##### SOURCE MATERIAL #####

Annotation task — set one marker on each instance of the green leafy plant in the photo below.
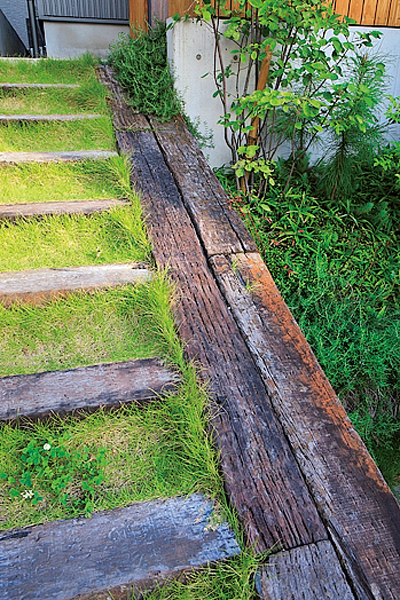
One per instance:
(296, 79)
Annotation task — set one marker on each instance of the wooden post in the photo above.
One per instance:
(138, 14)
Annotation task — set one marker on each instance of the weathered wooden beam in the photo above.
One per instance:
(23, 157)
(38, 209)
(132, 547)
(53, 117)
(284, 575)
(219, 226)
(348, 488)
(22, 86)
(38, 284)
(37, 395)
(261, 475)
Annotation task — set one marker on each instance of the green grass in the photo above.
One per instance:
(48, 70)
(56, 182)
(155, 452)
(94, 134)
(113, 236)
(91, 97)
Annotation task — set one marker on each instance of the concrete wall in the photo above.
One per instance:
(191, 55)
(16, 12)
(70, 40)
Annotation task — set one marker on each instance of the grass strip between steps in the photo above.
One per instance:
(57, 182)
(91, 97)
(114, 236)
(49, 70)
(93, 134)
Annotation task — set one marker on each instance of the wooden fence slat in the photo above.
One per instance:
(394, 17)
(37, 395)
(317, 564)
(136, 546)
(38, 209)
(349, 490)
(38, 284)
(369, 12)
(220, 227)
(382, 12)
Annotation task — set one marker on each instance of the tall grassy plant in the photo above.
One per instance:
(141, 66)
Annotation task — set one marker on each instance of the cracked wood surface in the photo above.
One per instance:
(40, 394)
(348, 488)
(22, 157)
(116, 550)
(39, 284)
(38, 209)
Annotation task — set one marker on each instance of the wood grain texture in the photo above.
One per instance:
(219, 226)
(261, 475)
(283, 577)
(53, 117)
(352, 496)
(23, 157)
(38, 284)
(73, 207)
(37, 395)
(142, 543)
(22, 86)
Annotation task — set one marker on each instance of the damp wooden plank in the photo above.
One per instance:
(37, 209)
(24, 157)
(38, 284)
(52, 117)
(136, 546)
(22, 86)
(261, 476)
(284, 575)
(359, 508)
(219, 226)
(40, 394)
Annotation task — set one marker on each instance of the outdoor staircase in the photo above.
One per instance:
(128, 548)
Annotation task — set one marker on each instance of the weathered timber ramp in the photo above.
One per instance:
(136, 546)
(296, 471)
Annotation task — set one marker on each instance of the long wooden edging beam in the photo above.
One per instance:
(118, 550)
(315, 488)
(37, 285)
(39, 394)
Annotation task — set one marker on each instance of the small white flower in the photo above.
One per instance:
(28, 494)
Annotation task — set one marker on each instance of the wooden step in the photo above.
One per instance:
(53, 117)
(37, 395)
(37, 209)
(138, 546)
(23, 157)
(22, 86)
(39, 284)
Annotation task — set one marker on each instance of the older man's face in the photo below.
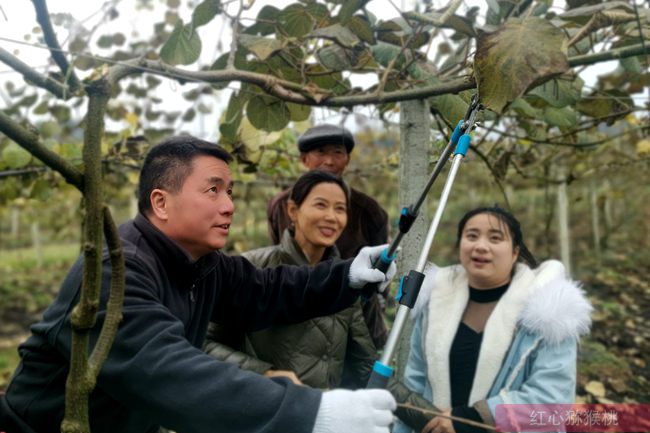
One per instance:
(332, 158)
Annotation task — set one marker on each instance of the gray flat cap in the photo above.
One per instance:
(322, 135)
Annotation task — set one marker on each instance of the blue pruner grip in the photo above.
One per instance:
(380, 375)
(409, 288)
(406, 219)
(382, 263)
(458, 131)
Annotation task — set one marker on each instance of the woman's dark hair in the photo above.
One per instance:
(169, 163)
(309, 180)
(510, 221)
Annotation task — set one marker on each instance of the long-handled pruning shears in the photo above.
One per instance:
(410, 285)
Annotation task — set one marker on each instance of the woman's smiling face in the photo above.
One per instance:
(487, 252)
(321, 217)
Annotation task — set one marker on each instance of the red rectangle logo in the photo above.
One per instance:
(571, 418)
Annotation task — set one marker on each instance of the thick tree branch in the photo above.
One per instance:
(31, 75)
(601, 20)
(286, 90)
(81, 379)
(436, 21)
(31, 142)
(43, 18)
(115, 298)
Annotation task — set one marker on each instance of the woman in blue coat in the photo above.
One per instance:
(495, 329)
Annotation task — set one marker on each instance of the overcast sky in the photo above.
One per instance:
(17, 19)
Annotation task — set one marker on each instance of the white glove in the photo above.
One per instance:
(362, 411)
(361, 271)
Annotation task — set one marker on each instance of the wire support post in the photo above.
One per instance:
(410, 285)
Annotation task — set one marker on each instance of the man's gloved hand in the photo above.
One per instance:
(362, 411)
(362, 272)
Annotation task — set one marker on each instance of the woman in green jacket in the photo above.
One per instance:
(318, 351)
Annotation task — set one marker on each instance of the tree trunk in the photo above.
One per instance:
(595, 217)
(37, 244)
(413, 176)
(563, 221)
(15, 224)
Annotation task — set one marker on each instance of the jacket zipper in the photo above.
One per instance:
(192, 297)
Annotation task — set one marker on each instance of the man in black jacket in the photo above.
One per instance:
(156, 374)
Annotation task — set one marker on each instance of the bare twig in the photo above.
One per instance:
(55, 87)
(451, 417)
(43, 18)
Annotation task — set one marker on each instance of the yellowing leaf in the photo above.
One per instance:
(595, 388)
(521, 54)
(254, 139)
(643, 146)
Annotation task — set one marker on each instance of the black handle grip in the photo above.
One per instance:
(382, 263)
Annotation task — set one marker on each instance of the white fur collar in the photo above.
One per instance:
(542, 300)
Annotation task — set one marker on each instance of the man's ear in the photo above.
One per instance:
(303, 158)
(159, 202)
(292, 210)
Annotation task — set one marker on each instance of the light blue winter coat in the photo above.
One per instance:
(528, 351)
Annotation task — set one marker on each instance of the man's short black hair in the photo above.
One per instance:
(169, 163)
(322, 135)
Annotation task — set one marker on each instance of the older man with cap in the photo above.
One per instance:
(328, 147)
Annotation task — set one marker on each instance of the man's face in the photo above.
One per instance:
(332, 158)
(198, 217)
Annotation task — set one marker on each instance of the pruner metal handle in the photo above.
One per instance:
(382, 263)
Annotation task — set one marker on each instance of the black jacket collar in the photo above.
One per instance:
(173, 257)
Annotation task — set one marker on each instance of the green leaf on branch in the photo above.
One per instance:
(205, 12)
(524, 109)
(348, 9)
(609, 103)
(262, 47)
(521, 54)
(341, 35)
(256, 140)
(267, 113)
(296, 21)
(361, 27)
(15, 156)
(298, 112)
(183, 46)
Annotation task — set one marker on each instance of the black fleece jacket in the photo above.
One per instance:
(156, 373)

#####

— TASK OBJECTIVE —
Although the records contain pictures, transcribe only their text, exactly as written.

— REPLY TO THE EXERCISE —
Annotation task — set one marker on each instance of the green leafy plant in the photo below.
One per instance:
(296, 79)
Annotation task — set one marker on each instance of the wooden post in the photo above.
One per instance:
(138, 14)
Annotation task — set one marker on each instance of the weathered wooden beam in the photo above.
One per instance:
(23, 157)
(38, 209)
(132, 547)
(53, 117)
(284, 575)
(219, 226)
(348, 488)
(22, 86)
(38, 284)
(37, 395)
(261, 475)
Annotation task — set one marker on each instance of the green grass in the photo above.
One per instance:
(48, 70)
(56, 182)
(155, 452)
(94, 134)
(113, 236)
(91, 97)
Annotation task — set one marker on each instance of the concrete wall in the photo above.
One per instance:
(191, 55)
(16, 12)
(70, 40)
Annotation task — set one marker on each instance of the grass strip between steps in the photo above.
One per instance:
(57, 182)
(91, 97)
(114, 236)
(49, 70)
(93, 134)
Annotation task — set one marker on each instance of the wooden fence slat in the photo above.
One per instance:
(394, 17)
(37, 395)
(317, 564)
(136, 546)
(38, 209)
(349, 490)
(38, 284)
(369, 12)
(220, 227)
(382, 12)
Annotation task — set one marker on each instance of the tall grassy plant in the photo above.
One per instance:
(141, 66)
Annotation task — set one marker on each instance of the cracked wood surface in the photo above.
One per instance:
(40, 394)
(348, 488)
(22, 157)
(116, 550)
(39, 284)
(38, 209)
Annotation task — set one marker on each instance of the wood grain texture in the photo above.
One per instance:
(219, 226)
(261, 475)
(283, 577)
(53, 117)
(352, 496)
(23, 157)
(38, 284)
(73, 207)
(37, 395)
(142, 543)
(22, 86)
Annotation task — set one marker on each instance of the damp wooden plank in the photo above.
One per instance:
(37, 209)
(24, 157)
(38, 284)
(52, 117)
(136, 546)
(22, 86)
(261, 476)
(284, 575)
(359, 508)
(219, 226)
(40, 394)
Annotation task — set one marker on each instance of the outdoor staircase in the photo above.
One per instance:
(128, 548)
Annotation task — set one marker on each instance of the weathered timber ramp in the photo above.
One per instance:
(136, 546)
(296, 471)
Annotation task — set one marker on each instance of the long wooden edging beam in the photo above.
One per instance:
(118, 550)
(315, 488)
(37, 285)
(39, 394)
Annotation task — set one marker on each instance of the small white flower in the photo above.
One per instance:
(28, 494)
Annotation task — set one marker on each instance of the wooden step in the photo above.
One per instance:
(53, 117)
(37, 395)
(37, 209)
(138, 546)
(23, 157)
(22, 86)
(39, 284)
Annotation task — set one marker on each instance of the older man's face in the photo below.
One per instance:
(332, 158)
Annotation task — set one marker on each instance of the gray flat cap in the photo above.
One per instance:
(322, 135)
Annotation task — set one marker on each instance of the blue pruner grip in the photo above.
One per instance:
(380, 375)
(409, 288)
(406, 219)
(382, 263)
(458, 131)
Annotation task — set one marker on each instance of the woman's dark hair in the photo above.
One per instance:
(169, 163)
(309, 180)
(510, 221)
Annotation task — set one marker on each instance of the long-handled pruning shears in the photo above.
One per instance:
(410, 285)
Annotation task — set one marker on each instance of the woman's smiling face in the photo above.
One per instance:
(487, 252)
(321, 217)
Annotation task — set one marker on each instance of the red rectangle logo in the photo above.
One per instance:
(571, 418)
Annotation task — set one marker on each instance of the thick tree branch in the photo above.
One per instance:
(31, 75)
(601, 20)
(286, 90)
(81, 379)
(436, 21)
(31, 142)
(43, 18)
(115, 298)
Annotation task — set one marker on each instance of the woman in blue coat in the photo above.
One per instance:
(495, 329)
Annotation task — set one marker on each instance of the overcast sky in the photo above.
One per instance:
(17, 19)
Annotation task — set one marker on each instance of the white glove in the photo above.
One per instance:
(362, 411)
(361, 271)
Annotation task — set one marker on each instance of the wire support post in the photo above.
One per instance:
(410, 285)
Annotation task — set one marker on each instance of the man's gloved hand in the photo above.
One per instance:
(362, 411)
(362, 272)
Annotation task — set one marker on each instance of the woman in green jacket in the photo above.
One per instance:
(318, 351)
Annotation task — set one marker on each instance of the tree trunk in the photo above.
One per instance:
(595, 217)
(37, 244)
(413, 176)
(563, 221)
(15, 224)
Annotation task — set one marker on each instance of the jacket zipper in the photo above.
One per instance:
(192, 297)
Annotation task — set one marker on each instance of the man in black jacket in the photo above.
One per instance:
(156, 374)
Annotation task — set one marker on each instance of the bare twig in the photo above.
One per instance:
(55, 87)
(451, 417)
(43, 18)
Annotation task — set one marker on each instance of the yellowing leaf in the photo above.
One per instance:
(595, 388)
(521, 54)
(254, 139)
(643, 146)
Annotation task — set one marker on each instance of the black handle grip in the photo above.
One per instance:
(382, 263)
Annotation task — set one marker on each instance of the white fur collar in the photo above.
One per instance:
(542, 300)
Annotation task — set one marker on each instance of the man's ear in the photo above.
One per instance:
(303, 158)
(159, 202)
(292, 210)
Annotation task — set one marker on each instance of the light blue winter coat in the photo above.
One per instance:
(528, 351)
Annotation task — set one marker on each instance of the man's short black hair in the photo above.
One per instance:
(169, 163)
(322, 135)
Annotation task — set one marker on each instance of the older man with cap in the photo above.
One per instance:
(328, 147)
Annotation task — set one marker on each instance of the man's face in the photo above.
One per instance:
(332, 158)
(198, 217)
Annotation task — set one marker on each instance of the pruner metal handle in the photo above.
One per instance:
(382, 263)
Annotation task — set one marker on each instance of the black jacket collar in the photo above.
One per instance:
(173, 257)
Annotation task — set one marker on each instance of the green leaf on branch in the photo above.
One per instance:
(205, 12)
(524, 109)
(348, 9)
(609, 103)
(262, 47)
(521, 54)
(341, 35)
(256, 140)
(267, 113)
(296, 21)
(361, 27)
(15, 156)
(298, 112)
(183, 46)
Annotation task — set one marker on each instance of the black fleece jacket in the photo above.
One per instance:
(156, 373)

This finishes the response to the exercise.